# EXERCISE TEXT
SLC22A12 encodes a solute carrier that is mainly expressed in kidney and other tissues and is involved in urate–anion exchange [15]. Moreover, it is associated with the transport of different drugs, especially uricosurics (allopurinol and oxypurinol). The wild-type homozygote of SLC22A12 rs11231825 showed a higher infusion-related reactions after gemtuzumab ozogamicin administration (Table 1) [5]. An association between the wild-type genotypes of different SLC22A12, SLC25A37 and SLC28A3 polymorphisms showed a lower disease-free survival (DFS), although these associations were lost after the correction for multiple testing (Table 1) [16].
SLC22A16 encodes an organic cation transporter of L-carnitine, a metabolism cofactor related to different disease states. This carrier also imports several drugs, including anthracyclines. This transporter is constitutively expressed in the brain and kidney. SLC22A16 is over-expressed in AML and is related to the growth and viability of the blast cells, providing a potential target for future AML therapies [17]. In breast cancer cohorts, variant alleles of SLC22A16 (rs714368) were found to be related to higher exposure levels of doxorubicin and doxorubicinol [6] and dose delays by anthracycline toxicities (lower with rs714368, rs6907567, rs723685 and higher with rs12210538) [7]. In a recent AML study, associations were not observed between SLC22A16 rs12210538 and rs714368 and response or safety outcomes (Table 1) [14].

# PROBLEMS AND TASKS
1 – Return the portion of the SLC22 transporter passage starting at "SLC22A16 encodes an" and ending at "(Table 1) [14].".
2 – List every distinct rs identifier that appears in the SLC22 transporter passage.
3 – Answer these questions from the SLC22 transporter passage:
(a) In which tissues is SLC22A16 constitutively expressed?
(b) Which two uricosurics are named?
(c) After administration of which drug did the wild-type homozygote of SLC22A12 rs11231825 show higher infusion-related reactions?
Rely solely on the SLC22 transporter passage.

# Saved entries
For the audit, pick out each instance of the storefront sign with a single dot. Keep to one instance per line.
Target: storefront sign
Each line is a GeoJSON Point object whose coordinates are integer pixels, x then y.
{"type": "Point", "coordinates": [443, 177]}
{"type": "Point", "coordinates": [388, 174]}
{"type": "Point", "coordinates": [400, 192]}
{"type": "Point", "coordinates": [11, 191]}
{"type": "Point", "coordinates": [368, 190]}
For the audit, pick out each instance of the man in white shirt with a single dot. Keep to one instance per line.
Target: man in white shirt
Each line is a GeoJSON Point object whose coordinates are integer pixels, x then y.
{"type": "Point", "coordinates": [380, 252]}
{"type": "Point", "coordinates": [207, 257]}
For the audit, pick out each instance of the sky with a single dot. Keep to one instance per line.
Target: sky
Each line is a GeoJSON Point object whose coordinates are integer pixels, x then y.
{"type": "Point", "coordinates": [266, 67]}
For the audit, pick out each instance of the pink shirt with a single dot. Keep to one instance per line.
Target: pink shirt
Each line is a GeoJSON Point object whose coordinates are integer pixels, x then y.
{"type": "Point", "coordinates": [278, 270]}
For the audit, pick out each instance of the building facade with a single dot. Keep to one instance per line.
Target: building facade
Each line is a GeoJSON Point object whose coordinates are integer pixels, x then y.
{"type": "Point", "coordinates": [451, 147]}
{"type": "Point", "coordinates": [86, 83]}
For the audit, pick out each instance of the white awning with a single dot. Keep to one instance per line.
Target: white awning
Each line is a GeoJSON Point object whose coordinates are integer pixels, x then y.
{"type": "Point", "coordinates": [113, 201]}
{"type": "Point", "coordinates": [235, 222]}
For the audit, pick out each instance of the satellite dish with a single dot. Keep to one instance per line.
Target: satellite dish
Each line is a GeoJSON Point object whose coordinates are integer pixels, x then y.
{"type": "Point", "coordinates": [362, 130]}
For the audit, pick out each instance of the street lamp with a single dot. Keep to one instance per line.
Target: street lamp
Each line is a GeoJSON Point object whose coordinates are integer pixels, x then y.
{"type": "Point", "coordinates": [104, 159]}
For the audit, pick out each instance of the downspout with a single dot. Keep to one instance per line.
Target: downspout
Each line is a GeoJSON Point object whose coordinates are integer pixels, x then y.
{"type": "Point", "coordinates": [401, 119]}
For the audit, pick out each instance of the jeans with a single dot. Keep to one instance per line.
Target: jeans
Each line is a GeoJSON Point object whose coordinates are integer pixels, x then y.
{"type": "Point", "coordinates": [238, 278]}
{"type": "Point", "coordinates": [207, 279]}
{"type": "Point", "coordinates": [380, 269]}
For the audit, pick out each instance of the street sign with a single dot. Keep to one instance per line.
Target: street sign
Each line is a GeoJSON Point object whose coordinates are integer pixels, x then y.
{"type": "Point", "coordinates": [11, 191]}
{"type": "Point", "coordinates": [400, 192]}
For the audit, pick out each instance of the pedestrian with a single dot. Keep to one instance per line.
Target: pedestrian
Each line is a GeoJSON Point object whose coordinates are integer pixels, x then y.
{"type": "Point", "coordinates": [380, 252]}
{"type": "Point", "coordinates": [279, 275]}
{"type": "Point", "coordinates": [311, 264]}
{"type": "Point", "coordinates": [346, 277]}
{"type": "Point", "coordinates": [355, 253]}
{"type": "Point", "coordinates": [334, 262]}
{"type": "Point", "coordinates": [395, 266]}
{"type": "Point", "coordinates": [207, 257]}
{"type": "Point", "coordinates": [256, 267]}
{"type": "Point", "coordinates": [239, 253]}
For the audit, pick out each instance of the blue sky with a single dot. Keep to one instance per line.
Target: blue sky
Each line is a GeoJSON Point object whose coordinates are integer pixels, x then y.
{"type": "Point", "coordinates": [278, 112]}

# LIST OF ANSWERS
1 –
SLC22A16 encodes an organic cation transporter of L-carnitine, a metabolism cofactor related to different disease states. This carrier also imports several drugs, including anthracyclines. This transporter is constitutively expressed in the brain and kidney. SLC22A16 is over-expressed in AML and is related to the growth and viability of the blast cells, providing a potential target for future AML therapies [17]. In breast cancer cohorts, variant alleles of SLC22A16 (rs714368) were found to be related to higher exposure levels of doxorubicin and doxorubicinol [6] and dose delays by anthracycline toxicities (lower with rs714368, rs6907567, rs723685 and higher with rs12210538) [7]. In a recent AML study, associations were not observed between SLC22A16 rs12210538 and rs714368 and response or safety outcomes (Table 1) [14].

2 –
rs11231825
rs714368
rs6907567
rs723685
rs12210538

3 –
(a) The brain and kidney.
(b) Allopurinol and oxypurinol.
(c) Gemtuzumab ozogamicin.